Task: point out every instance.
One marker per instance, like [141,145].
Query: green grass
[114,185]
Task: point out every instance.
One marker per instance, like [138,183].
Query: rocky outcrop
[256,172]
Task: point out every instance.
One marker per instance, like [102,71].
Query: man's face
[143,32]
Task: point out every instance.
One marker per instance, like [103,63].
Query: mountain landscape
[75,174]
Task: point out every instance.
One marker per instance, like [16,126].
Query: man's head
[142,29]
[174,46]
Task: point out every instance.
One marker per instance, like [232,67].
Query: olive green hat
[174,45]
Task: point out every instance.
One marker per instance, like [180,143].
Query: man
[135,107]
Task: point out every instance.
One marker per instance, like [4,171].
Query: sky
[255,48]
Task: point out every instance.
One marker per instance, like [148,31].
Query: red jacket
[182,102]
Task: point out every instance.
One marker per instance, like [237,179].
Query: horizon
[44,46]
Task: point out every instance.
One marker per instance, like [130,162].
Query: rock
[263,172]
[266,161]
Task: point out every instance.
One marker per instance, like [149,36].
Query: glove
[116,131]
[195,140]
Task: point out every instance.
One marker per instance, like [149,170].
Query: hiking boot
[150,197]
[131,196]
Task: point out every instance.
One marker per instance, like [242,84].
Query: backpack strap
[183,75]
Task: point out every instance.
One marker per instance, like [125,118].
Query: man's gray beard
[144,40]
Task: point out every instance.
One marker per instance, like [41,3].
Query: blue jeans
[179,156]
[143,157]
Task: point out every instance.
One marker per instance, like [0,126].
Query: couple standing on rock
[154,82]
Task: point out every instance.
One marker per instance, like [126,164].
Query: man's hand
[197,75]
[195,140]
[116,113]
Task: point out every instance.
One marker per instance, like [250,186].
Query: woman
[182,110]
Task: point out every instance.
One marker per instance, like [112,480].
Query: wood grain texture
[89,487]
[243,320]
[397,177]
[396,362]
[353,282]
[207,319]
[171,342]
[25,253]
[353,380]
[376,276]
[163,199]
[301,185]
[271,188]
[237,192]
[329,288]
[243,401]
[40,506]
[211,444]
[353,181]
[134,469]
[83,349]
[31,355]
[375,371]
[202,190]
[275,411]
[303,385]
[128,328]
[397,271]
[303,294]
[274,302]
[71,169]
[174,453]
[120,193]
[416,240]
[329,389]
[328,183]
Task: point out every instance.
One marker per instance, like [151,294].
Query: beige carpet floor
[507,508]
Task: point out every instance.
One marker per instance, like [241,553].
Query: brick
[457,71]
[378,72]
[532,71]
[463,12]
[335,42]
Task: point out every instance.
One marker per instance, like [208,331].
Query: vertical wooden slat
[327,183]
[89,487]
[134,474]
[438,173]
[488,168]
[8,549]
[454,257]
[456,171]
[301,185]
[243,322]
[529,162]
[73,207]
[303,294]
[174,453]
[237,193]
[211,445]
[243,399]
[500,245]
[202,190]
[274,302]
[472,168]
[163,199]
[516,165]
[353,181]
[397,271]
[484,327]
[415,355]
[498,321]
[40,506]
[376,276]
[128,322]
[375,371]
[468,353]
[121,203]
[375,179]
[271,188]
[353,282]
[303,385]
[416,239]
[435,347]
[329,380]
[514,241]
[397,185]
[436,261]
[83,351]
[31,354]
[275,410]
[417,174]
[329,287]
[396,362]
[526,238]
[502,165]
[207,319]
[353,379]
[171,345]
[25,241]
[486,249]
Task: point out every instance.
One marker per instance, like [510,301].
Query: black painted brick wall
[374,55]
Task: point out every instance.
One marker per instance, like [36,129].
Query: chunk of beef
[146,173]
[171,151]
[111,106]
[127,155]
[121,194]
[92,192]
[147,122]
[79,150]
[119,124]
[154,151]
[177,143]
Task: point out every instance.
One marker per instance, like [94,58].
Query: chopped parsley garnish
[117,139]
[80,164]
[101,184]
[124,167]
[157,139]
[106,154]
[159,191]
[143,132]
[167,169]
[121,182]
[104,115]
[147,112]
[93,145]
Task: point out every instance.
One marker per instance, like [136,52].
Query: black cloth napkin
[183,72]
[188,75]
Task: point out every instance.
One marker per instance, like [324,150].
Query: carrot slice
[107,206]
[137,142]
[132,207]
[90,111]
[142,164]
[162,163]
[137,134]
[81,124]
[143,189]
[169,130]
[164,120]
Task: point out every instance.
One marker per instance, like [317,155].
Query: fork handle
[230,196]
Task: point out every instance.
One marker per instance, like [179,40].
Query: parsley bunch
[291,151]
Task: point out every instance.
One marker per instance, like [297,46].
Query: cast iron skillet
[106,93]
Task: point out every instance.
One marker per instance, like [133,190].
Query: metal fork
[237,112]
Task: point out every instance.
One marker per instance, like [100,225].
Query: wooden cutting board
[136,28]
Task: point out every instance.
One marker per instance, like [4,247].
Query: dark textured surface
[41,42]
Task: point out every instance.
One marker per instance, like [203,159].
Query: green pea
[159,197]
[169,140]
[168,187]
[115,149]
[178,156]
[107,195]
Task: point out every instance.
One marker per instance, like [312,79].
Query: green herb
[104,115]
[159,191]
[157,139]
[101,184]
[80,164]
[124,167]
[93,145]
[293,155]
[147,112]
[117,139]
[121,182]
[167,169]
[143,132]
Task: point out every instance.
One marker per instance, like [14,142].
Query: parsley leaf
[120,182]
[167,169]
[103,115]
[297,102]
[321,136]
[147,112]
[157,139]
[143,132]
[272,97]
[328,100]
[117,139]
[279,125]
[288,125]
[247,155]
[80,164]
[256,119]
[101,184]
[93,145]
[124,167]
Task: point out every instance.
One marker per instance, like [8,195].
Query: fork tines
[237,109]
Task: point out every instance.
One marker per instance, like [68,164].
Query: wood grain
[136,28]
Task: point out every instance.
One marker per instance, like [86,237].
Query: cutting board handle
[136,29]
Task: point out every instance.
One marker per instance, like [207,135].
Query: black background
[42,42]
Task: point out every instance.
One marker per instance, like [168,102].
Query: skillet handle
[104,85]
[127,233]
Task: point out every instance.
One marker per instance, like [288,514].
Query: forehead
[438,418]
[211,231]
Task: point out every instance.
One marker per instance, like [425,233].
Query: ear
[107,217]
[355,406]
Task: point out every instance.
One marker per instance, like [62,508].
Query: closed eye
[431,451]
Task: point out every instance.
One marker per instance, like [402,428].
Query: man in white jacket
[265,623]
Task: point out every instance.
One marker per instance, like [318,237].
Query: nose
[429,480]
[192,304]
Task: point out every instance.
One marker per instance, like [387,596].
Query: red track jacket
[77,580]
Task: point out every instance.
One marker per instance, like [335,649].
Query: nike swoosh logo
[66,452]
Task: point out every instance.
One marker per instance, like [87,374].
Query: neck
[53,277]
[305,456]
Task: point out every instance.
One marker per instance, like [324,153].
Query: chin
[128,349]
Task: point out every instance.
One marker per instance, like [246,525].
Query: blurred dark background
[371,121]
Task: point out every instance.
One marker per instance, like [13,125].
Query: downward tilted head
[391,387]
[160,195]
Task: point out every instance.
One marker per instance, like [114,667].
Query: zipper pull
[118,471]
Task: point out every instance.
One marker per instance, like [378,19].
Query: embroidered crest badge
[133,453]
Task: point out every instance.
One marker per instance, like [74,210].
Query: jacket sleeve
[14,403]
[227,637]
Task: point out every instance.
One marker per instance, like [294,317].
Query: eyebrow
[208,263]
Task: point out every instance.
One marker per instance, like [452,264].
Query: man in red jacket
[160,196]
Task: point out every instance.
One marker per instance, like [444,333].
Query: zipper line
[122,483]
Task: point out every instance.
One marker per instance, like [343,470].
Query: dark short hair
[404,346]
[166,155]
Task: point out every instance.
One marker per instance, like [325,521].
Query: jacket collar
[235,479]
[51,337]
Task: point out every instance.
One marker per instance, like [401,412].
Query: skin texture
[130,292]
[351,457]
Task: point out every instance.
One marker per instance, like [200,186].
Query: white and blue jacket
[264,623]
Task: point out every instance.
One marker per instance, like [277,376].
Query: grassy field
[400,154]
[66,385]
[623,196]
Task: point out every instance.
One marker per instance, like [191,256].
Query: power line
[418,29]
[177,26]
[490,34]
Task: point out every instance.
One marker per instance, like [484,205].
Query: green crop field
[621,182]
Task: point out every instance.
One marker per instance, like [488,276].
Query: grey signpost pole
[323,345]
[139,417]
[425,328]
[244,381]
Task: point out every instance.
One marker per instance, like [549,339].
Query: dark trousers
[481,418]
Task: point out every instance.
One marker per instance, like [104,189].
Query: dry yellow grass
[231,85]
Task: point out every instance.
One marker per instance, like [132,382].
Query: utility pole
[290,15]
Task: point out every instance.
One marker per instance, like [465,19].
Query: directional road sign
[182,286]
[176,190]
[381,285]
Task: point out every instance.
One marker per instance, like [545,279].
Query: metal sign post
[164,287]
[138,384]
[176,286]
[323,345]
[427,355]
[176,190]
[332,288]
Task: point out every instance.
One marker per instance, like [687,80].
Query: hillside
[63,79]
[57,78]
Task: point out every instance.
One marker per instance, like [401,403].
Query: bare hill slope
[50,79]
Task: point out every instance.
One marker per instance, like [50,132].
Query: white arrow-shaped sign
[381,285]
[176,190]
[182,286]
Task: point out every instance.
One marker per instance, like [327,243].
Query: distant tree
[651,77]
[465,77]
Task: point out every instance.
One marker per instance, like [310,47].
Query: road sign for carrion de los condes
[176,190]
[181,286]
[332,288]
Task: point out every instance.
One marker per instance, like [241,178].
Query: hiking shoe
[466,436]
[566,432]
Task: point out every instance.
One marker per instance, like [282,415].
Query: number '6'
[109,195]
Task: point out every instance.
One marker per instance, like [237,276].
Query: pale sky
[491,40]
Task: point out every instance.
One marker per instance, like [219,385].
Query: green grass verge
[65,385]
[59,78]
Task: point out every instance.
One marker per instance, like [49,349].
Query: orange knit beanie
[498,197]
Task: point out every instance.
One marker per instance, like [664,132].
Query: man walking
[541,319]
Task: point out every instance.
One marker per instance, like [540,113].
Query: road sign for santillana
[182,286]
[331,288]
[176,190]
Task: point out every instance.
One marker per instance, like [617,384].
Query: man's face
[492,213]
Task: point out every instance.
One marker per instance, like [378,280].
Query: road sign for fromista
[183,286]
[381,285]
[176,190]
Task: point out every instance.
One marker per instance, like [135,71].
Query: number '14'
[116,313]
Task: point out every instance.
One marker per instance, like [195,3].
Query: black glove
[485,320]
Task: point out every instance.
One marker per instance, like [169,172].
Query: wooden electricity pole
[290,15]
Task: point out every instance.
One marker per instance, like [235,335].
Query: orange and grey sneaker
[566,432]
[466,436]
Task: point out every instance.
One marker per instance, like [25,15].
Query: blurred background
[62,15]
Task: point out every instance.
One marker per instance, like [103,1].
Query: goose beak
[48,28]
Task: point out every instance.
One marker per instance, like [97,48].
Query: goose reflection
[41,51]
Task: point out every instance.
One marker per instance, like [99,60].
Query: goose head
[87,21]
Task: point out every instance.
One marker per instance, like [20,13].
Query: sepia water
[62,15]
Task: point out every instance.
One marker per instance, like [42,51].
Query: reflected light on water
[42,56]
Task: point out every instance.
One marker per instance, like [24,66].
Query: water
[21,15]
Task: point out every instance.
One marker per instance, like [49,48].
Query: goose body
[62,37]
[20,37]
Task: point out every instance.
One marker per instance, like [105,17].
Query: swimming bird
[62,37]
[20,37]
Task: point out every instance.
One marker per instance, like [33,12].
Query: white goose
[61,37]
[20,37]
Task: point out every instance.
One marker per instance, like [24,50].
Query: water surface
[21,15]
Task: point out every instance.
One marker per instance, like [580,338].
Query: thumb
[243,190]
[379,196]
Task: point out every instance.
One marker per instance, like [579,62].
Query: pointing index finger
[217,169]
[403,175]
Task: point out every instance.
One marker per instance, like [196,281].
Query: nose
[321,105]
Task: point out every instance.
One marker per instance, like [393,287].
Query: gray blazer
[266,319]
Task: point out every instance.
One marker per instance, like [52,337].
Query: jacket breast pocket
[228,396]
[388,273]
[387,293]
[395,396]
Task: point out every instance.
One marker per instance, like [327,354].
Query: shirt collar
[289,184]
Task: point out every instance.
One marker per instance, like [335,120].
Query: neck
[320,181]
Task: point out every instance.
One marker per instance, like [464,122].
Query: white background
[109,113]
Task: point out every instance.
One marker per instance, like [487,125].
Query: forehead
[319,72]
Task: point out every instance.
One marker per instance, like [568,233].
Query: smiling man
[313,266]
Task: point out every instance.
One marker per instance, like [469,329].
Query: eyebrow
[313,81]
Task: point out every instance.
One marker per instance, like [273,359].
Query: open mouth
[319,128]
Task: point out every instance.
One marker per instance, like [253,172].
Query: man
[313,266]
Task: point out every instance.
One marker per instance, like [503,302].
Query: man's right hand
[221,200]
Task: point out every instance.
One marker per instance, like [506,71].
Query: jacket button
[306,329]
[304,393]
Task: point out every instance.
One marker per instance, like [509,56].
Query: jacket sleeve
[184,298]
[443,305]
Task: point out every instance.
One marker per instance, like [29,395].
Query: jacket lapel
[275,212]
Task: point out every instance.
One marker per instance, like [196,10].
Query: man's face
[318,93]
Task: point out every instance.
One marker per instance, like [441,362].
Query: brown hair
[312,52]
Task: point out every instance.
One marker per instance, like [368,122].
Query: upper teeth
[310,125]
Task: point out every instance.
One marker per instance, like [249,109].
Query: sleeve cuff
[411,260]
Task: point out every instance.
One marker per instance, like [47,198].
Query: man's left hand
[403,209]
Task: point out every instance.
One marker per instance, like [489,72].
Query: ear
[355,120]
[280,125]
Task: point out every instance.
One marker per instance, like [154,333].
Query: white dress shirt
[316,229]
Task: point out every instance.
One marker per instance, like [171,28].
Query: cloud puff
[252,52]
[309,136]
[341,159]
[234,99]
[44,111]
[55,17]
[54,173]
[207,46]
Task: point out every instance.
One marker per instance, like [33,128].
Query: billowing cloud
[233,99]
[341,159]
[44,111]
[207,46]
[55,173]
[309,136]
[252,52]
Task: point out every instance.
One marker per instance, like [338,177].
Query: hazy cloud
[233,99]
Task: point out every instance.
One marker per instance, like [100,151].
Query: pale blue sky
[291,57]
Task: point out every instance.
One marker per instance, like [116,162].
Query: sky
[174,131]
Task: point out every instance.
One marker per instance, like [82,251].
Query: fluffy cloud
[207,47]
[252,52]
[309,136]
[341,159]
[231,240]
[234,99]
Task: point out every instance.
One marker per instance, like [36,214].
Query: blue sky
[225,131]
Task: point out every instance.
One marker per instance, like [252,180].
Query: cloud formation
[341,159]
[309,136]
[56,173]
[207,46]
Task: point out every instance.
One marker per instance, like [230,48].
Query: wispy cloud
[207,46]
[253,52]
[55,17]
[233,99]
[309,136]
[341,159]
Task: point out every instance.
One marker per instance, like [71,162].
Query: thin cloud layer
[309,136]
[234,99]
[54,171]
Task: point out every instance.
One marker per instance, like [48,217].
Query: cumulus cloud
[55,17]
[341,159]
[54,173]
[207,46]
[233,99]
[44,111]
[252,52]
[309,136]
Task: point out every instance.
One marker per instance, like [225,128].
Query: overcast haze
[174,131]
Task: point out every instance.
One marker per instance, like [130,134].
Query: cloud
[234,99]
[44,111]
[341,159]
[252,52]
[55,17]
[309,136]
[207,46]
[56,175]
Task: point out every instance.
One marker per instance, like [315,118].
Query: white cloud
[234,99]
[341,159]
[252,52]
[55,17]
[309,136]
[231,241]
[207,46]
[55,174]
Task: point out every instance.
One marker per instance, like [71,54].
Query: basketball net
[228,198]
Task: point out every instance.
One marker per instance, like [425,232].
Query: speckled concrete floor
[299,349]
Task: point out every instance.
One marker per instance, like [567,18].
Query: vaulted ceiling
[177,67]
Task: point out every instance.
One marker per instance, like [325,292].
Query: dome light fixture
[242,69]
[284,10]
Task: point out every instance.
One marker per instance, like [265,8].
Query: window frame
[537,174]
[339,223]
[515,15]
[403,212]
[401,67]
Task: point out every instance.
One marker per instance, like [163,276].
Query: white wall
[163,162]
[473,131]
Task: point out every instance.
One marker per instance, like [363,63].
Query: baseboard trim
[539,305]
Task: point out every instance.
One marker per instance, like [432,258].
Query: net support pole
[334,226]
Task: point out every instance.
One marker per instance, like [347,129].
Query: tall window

----------------

Task description: How many lines in the material above contain the word "floor"? Reply with the number alone.

Solution for this task: 2